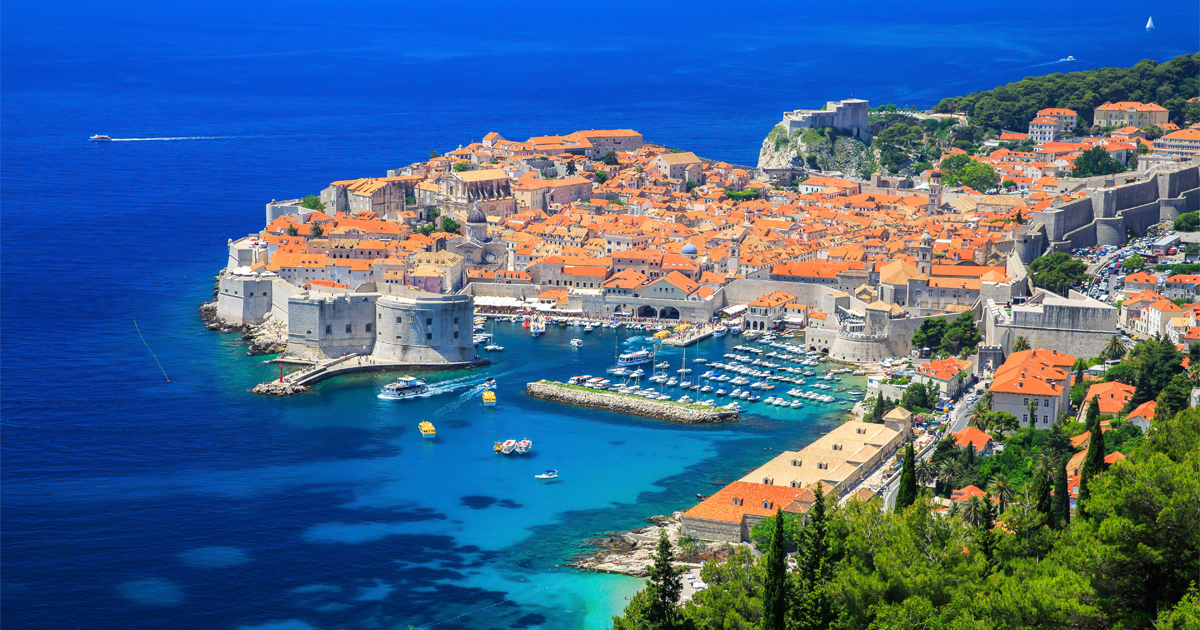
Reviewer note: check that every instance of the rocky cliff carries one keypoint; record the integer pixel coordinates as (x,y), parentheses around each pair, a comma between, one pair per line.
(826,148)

---

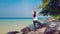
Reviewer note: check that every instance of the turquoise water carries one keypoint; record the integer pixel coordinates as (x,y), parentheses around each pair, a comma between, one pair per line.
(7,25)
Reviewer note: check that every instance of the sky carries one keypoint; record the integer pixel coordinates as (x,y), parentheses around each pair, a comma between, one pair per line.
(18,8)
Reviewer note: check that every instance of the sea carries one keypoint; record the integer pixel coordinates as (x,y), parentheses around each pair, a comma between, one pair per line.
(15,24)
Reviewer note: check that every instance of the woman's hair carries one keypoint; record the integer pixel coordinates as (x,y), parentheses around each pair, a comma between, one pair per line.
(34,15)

## Stated task
Collect every line of the material above that contains the string "each", matching case exactly.

## Answer for this exercise
Reviewer note: check that every instance of the rocky cliff carries one keypoint; record the integer pixel coordinates as (x,y), parentheses around each pair, a comma between, one pair per line.
Reviewer note: check that every instance of the turquoise water carries one keypoint; record the integer pixel coordinates as (x,y), parentheses around each pair, a comma between, one pair per line.
Reviewer note: check that every instance of the sky carries one keypoint; record the integer pixel coordinates as (x,y), parentheses around each pair, a comma between, one pair per line.
Reviewer note: check that every instance of the sea carries one keypoint; record the integer pixel coordinates as (x,y), parentheses around each pair, a comma between, one pair per line.
Reviewer note: check that every instance of the woman's hair carries one keypoint; record the integer pixel coordinates as (x,y), parentheses around each pair, a comma between, one pair per line.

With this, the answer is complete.